In the records below, identify each line that contains the string "beer" and copy those lines. Case counts.

Collected data:
------------------------------------------------

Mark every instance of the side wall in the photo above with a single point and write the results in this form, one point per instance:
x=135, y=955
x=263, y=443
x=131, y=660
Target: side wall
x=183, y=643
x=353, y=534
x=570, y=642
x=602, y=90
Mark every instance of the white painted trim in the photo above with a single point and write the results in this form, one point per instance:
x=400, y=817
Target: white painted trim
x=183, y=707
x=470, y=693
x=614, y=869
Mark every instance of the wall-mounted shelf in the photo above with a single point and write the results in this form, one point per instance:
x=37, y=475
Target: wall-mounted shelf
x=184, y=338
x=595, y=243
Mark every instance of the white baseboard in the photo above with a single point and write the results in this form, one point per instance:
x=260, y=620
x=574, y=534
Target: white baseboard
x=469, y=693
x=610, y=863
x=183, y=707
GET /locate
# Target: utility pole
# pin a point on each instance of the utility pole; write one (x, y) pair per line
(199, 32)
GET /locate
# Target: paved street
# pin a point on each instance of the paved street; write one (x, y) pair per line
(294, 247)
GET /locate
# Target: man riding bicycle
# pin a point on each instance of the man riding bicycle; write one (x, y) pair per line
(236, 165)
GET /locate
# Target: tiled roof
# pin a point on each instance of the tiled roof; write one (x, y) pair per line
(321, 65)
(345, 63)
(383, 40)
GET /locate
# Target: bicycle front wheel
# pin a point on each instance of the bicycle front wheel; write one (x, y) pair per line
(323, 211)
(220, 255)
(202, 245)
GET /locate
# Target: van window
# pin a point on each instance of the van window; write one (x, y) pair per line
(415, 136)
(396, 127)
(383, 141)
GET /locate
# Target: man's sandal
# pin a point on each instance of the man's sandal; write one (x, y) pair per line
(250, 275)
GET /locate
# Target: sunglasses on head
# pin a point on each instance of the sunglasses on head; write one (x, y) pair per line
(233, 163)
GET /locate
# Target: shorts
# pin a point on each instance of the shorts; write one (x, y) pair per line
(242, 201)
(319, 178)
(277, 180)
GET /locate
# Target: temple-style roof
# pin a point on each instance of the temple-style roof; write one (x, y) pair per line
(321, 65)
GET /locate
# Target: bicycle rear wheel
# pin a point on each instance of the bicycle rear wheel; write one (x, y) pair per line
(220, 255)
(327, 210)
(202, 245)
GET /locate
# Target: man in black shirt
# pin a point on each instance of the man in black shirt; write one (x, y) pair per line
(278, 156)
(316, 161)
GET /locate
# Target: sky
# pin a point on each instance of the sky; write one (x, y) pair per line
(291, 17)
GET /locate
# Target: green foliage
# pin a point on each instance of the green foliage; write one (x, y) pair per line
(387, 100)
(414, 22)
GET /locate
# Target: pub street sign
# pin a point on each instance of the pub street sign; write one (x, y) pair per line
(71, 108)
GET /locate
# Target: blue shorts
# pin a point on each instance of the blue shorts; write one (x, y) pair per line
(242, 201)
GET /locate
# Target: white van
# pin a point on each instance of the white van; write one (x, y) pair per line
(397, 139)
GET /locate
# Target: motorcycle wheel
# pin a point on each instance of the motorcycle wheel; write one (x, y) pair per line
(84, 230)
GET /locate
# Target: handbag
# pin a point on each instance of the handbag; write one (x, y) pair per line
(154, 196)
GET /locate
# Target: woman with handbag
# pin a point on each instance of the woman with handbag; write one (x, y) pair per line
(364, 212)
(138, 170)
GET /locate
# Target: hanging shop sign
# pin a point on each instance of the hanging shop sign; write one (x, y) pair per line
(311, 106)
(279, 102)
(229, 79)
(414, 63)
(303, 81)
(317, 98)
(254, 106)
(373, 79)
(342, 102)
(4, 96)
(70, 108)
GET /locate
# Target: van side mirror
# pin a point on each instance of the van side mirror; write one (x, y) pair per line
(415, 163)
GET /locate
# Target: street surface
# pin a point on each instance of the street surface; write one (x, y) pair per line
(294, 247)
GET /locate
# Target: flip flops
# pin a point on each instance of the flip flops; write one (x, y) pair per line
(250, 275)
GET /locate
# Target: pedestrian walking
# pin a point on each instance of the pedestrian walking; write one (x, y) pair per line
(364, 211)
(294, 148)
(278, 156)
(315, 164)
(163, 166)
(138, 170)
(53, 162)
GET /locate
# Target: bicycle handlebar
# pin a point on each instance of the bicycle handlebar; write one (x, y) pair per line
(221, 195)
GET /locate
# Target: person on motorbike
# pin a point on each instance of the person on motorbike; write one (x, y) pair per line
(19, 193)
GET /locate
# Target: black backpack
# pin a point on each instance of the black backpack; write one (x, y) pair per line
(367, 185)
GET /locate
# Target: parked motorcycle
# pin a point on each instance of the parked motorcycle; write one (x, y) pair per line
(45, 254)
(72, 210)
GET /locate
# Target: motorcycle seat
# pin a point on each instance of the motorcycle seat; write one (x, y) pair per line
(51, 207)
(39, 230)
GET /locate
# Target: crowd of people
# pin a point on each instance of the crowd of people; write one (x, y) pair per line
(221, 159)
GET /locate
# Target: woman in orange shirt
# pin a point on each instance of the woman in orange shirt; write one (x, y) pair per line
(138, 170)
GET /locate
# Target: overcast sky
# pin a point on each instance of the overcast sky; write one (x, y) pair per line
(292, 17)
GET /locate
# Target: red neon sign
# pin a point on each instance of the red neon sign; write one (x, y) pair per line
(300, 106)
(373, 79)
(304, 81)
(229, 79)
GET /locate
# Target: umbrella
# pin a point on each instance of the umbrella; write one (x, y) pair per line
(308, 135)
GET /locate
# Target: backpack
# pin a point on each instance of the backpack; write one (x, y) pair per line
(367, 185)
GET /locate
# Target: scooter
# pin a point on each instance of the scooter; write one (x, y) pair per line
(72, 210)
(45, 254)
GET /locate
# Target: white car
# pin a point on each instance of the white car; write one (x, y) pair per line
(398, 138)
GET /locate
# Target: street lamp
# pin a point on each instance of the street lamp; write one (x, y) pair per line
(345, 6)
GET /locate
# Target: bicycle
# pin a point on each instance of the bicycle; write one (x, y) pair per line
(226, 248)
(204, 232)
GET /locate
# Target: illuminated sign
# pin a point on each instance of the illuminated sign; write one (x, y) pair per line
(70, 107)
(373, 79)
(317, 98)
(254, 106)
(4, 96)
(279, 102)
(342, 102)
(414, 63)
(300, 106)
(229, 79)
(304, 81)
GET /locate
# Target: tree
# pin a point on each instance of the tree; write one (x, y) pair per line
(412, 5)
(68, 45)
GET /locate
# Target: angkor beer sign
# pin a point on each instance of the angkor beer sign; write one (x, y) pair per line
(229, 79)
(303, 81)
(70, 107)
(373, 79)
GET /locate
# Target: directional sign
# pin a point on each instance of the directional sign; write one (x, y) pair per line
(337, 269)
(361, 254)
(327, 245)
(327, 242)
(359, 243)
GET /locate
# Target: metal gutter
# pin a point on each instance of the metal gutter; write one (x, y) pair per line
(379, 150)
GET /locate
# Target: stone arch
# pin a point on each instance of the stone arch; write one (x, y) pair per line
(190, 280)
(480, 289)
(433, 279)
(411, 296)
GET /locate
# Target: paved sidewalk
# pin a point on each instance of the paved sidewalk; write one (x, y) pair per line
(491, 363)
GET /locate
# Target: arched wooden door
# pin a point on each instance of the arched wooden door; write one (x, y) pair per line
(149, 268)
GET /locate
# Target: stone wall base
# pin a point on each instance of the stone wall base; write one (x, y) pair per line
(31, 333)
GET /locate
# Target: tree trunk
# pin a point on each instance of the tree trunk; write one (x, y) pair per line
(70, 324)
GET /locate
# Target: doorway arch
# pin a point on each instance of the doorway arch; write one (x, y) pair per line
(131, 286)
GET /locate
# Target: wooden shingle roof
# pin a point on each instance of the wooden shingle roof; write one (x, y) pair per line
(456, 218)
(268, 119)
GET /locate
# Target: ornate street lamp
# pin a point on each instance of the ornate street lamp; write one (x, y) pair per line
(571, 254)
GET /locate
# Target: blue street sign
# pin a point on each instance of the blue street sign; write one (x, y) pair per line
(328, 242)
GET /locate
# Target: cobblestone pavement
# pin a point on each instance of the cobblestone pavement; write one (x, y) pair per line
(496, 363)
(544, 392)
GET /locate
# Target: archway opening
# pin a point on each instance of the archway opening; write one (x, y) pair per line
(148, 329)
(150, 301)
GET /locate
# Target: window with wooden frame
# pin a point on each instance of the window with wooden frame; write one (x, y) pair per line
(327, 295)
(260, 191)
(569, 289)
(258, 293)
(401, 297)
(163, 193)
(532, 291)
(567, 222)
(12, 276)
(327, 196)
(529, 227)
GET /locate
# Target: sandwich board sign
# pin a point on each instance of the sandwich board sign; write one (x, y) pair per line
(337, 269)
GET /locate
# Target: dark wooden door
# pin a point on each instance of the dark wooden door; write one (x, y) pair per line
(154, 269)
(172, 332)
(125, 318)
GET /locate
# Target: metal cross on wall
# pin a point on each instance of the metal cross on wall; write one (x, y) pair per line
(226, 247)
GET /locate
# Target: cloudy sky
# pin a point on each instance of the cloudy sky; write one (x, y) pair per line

------------------------------------------------

RESULT FOR THIS EXERCISE:
# Target: angkor beer sign
# pin a point on each instance of the angkor beer sign; write one (x, y) pair per line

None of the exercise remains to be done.